Image location labeling entries:
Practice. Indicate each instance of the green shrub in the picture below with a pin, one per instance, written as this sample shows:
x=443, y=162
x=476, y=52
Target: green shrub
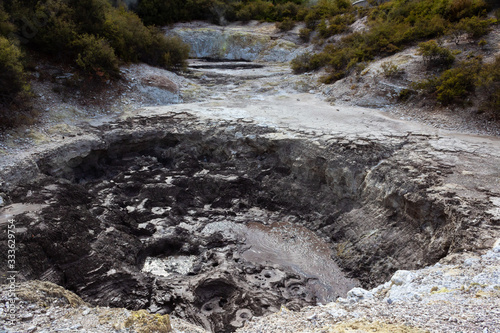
x=56, y=36
x=305, y=34
x=457, y=83
x=308, y=62
x=286, y=25
x=459, y=9
x=489, y=84
x=13, y=84
x=454, y=84
x=391, y=70
x=5, y=26
x=474, y=26
x=95, y=57
x=435, y=55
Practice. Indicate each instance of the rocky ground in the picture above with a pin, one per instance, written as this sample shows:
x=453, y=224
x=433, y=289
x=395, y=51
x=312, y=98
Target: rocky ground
x=428, y=187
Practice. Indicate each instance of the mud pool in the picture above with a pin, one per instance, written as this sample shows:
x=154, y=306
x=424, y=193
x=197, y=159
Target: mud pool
x=217, y=222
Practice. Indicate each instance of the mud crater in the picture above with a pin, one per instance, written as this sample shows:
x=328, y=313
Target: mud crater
x=223, y=223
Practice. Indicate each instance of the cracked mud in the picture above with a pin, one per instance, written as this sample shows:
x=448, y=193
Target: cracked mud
x=220, y=222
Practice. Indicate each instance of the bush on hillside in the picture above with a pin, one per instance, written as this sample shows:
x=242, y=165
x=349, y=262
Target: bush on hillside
x=489, y=85
x=95, y=57
x=435, y=55
x=13, y=85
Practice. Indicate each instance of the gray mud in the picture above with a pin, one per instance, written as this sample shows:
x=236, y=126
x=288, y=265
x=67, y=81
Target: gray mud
x=217, y=222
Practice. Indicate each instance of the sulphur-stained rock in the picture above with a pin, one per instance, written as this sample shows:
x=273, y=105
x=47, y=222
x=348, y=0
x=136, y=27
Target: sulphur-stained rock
x=220, y=222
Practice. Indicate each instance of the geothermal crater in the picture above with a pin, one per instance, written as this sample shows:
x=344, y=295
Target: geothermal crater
x=219, y=222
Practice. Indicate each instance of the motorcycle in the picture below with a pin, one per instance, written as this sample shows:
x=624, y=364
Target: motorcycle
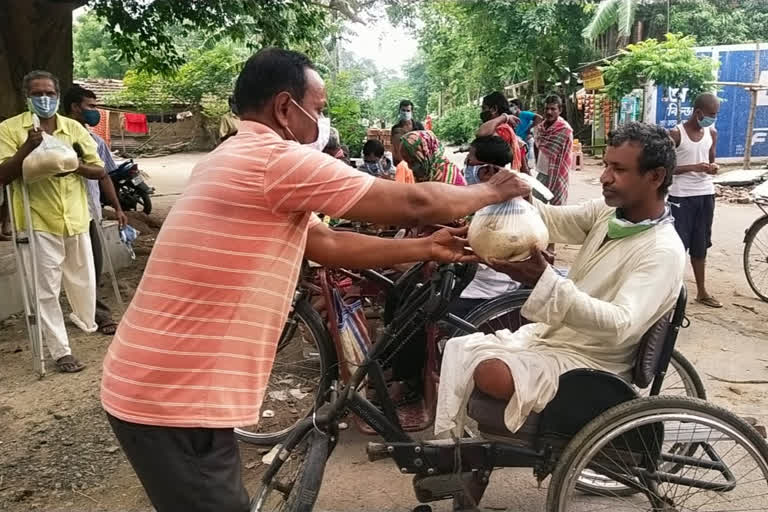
x=133, y=192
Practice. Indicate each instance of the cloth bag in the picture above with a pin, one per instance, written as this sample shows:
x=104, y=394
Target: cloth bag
x=353, y=339
x=51, y=157
x=507, y=231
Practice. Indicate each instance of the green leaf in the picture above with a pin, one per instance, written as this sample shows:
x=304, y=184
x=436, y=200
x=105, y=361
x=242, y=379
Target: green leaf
x=604, y=17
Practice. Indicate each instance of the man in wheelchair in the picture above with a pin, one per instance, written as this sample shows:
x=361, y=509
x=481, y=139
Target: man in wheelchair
x=626, y=276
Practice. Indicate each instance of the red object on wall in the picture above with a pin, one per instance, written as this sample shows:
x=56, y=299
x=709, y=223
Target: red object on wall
x=136, y=123
x=102, y=129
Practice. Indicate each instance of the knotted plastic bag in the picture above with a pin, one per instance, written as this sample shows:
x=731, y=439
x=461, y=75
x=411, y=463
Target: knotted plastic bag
x=507, y=231
x=51, y=157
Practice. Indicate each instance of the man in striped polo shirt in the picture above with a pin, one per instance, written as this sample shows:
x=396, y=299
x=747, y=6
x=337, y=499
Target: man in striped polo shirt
x=193, y=353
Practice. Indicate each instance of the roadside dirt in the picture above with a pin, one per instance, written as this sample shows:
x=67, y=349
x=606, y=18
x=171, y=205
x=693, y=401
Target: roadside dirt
x=58, y=453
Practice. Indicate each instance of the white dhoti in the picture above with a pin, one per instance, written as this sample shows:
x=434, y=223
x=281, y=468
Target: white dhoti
x=535, y=370
x=66, y=261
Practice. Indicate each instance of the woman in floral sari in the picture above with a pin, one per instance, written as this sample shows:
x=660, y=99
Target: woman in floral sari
x=425, y=157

What to do:
Copy out everything in the listing from the line containing "Practice. Indicate each instance of the man in wheelchair" down to the line containing "x=193, y=353", both of those lines included.

Problem solution:
Practice. Indicate each instance of the man in wheelchair in the picture above with a pin, one per instance, written as this sample shows:
x=361, y=509
x=481, y=139
Target: man in wheelchair
x=626, y=276
Practice. Indicate each instance of the red object on wall in the picture above with a pin, one per instance, written as this sample shows:
x=56, y=299
x=709, y=223
Target: red object on wall
x=136, y=123
x=102, y=129
Practice. Indicate each instance of the knotted plastic bag in the picture above with a pin, one per instance, written as this sample shows:
x=731, y=439
x=461, y=75
x=411, y=463
Target: knotted plastic bag
x=507, y=231
x=51, y=157
Practice. Indicate each instance of the man in striped polo shirt in the picture above with a pin, one per instance, written as this sample shows:
x=396, y=299
x=747, y=6
x=337, y=499
Target: man in striped polo shirt
x=193, y=353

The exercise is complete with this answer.